Your goal: Format every one of the rows below as a numbered list, leaving out any blank lines.

Data rows:
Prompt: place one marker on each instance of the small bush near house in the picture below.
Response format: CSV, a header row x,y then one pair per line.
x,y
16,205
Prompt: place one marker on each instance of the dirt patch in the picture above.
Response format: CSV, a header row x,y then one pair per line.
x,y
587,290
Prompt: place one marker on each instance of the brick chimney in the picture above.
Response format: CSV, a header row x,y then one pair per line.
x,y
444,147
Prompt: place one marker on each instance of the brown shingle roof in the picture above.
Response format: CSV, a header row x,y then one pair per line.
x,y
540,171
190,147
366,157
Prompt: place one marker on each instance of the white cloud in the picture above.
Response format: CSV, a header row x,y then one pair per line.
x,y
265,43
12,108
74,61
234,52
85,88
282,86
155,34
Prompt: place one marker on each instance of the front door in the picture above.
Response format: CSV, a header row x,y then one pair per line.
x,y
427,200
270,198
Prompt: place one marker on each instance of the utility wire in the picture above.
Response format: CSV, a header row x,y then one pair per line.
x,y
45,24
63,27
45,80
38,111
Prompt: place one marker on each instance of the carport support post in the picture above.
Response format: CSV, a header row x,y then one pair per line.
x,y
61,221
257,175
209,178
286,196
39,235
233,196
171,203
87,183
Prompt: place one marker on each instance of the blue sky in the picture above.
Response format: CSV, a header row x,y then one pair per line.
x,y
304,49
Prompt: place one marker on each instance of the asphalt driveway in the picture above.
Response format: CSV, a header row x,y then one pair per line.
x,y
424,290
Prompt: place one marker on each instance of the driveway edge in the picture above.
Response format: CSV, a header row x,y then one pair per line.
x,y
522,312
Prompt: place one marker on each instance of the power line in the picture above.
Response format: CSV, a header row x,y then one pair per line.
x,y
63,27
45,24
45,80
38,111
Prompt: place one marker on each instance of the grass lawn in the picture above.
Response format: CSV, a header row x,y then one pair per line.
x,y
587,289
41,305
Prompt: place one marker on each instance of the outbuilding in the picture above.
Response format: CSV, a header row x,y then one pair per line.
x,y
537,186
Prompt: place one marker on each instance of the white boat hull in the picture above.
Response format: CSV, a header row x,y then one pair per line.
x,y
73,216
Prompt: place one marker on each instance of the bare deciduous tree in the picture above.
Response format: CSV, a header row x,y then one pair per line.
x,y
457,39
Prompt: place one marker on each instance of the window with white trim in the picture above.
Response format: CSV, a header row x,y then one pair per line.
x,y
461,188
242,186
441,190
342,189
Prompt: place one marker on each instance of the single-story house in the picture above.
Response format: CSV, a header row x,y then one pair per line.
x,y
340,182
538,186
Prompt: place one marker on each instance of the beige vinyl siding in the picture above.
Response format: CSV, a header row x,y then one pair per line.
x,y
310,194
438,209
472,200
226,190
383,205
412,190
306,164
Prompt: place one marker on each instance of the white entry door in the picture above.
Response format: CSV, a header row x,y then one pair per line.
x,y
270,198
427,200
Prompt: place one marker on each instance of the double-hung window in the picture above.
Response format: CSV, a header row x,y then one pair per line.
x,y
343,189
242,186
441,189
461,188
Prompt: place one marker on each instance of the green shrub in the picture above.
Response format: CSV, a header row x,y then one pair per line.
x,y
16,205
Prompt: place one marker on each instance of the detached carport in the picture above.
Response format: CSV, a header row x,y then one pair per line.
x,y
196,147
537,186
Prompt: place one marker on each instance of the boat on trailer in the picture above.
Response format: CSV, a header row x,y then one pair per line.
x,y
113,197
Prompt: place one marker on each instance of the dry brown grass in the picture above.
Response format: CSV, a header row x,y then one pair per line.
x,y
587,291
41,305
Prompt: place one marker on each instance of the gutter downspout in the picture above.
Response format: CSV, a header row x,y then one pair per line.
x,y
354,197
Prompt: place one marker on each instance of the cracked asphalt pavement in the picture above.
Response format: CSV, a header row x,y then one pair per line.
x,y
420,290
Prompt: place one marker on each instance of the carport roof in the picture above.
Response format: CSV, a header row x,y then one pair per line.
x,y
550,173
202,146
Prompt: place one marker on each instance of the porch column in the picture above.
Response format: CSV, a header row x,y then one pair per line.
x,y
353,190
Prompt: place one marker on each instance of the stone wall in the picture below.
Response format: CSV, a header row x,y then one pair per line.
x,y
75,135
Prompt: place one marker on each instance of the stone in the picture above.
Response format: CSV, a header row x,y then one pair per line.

Output below:
1. Prompt: place one marker on each instance of the small bush near house in the picture below.
2. Response format: CSV, a header row x,y then one pair per line.
3. x,y
4. 16,205
5. Prompt: place one marker on each instance of the dirt patch in the picture above.
6. Response format: CSV, a header row x,y then one pair per line.
7. x,y
8. 587,290
9. Prompt: place one marker on each instance of the brick chimney in the picture above.
10. Response format: CSV, a header row x,y then one pair per line.
11. x,y
12. 444,147
13. Prompt: place one marker on each instance of the brown shingle roof in the picture above.
14. Response format: CSV, a header row x,y then one pair per line.
15. x,y
16. 540,171
17. 190,147
18. 366,157
19. Prompt: place one marker on each instance of the white cloud in the picture above.
20. Response format: CSV, a header row x,y then one pair per line.
21. x,y
22. 265,43
23. 12,108
24. 74,61
25. 234,52
26. 85,88
27. 282,86
28. 155,34
29. Prompt: place one marker on each instance of the front door in the picture above.
30. Response format: CSV, a header row x,y then one pair per line.
31. x,y
32. 427,200
33. 270,198
34. Prompt: place one marker on each instance of the utility wire in the picture above.
35. Response format: CSV, a header row x,y then one pair per line.
36. x,y
37. 45,24
38. 63,27
39. 45,80
40. 38,111
41. Prompt: place one marker on each instance of the carport support post in the picture above.
42. Response format: CSV, a header row x,y then one pair per line.
43. x,y
44. 61,221
45. 257,175
46. 209,178
47. 286,196
48. 39,235
49. 233,196
50. 171,203
51. 87,183
52. Prompt: place one marker on each instance of the blue sky in the picture above.
53. Response format: CSV, a header row x,y then one pair per line.
54. x,y
55. 304,49
56. Prompt: place one marker on each instance of the asphalt driveway in the picture above.
57. Response format: CSV, a header row x,y then one pair per line.
58. x,y
59. 424,290
60. Prompt: place one marker on each instance of the driveway edge in the picture above.
61. Response format: CSV, a header row x,y then one pair per line.
62. x,y
63. 522,312
64. Prompt: place one marker on each instance of the power line in the picture above.
65. Response format: CSV, a header row x,y then one pair per line.
66. x,y
67. 63,27
68. 45,24
69. 45,80
70. 38,111
71. Prompt: place one marker on each instance of the grass lawn in the picture above.
72. Response format: CSV, a header row x,y then one pair per line.
73. x,y
74. 587,289
75. 41,305
76. Prompt: place one marker on each instance of the outbuilding in the picture above.
77. Response format: CSV, a header row x,y then one pair per line.
78. x,y
79. 537,186
80. Prompt: place one marker on each instance of the white boat hull in the picture above.
81. Response format: CSV, a header row x,y then one pair per line.
82. x,y
83. 73,216
84. Prompt: place one marker on each instance of the bare deciduous tree in the picture above.
85. Response format: CSV, a header row x,y then one pair per line.
86. x,y
87. 457,39
88. Prompt: place one marker on each instance of the window with white trim in the picture above.
89. Response format: CSV, a header row x,y then one pair per line.
90. x,y
91. 461,188
92. 242,186
93. 441,190
94. 342,189
95. Prompt: place one marker on each instance of the single-story house in the picture above.
96. Response format: CSV, a header row x,y then one pair per line.
97. x,y
98. 340,182
99. 538,186
100. Prompt: place one marker on each instance of the beige vinyl siding in the picture above.
101. Response format: CSV, a header row x,y then one pair per line.
102. x,y
103. 310,194
104. 438,209
105. 472,200
106. 226,190
107. 383,205
108. 412,190
109. 306,164
110. Prompt: place one marker on each instance of the white entry door in the picture above.
111. Response format: CSV, a header row x,y then one pair per line.
112. x,y
113. 270,198
114. 427,200
115. Prompt: place one marker on each instance of the double-hung window in the picture above.
116. Response format: CSV, a header row x,y then one pair per line.
117. x,y
118. 343,189
119. 242,186
120. 441,189
121. 461,188
122. Prompt: place one marker on each instance of the green shrub in the picture above.
123. Response format: CSV, a header row x,y then one pair per line.
124. x,y
125. 16,205
126. Prompt: place one marker on each instance of the detached carport in the picture above.
127. Response format: CSV, a header row x,y then one pair per line.
128. x,y
129. 196,147
130. 537,186
131. Prompt: place one marker on each instance of the boat on trailer in the picture above.
132. Response format: CSV, a header row x,y then one pair per line.
133. x,y
134. 113,197
135. Prompt: place one marker on each instance of the dry brown grass in the picture above.
136. Response format: CSV, a header row x,y then one pair per line.
137. x,y
138. 587,291
139. 41,305
140. Prompt: place one marker on each instance of the gutter downspout in the picture above.
141. Response format: CSV, a header row x,y then one pair per line.
142. x,y
143. 354,197
144. Prompt: place one marker on each instance of the cracked asphalt pavement in the picture above.
145. Response format: CSV, a header row x,y then one pair per line.
146. x,y
147. 420,290
148. Prompt: place one marker on each instance of the carport roof in the picture above.
149. Response format: CSV, a header row x,y then one pair per line.
150. x,y
151. 550,173
152. 202,146
153. Prompt: place one marker on each instance of the porch column in the picture above.
154. Response format: CSV, a header row x,y then one pair per line.
155. x,y
156. 353,190
157. Prompt: place one marker on each instance of the stone wall in the picture below.
158. Response format: CSV, a header row x,y then one pair per line.
159. x,y
160. 75,135
161. Prompt: place one marker on each instance of the stone in the picture above.
162. Response format: CSV, a header row x,y then one pair per line.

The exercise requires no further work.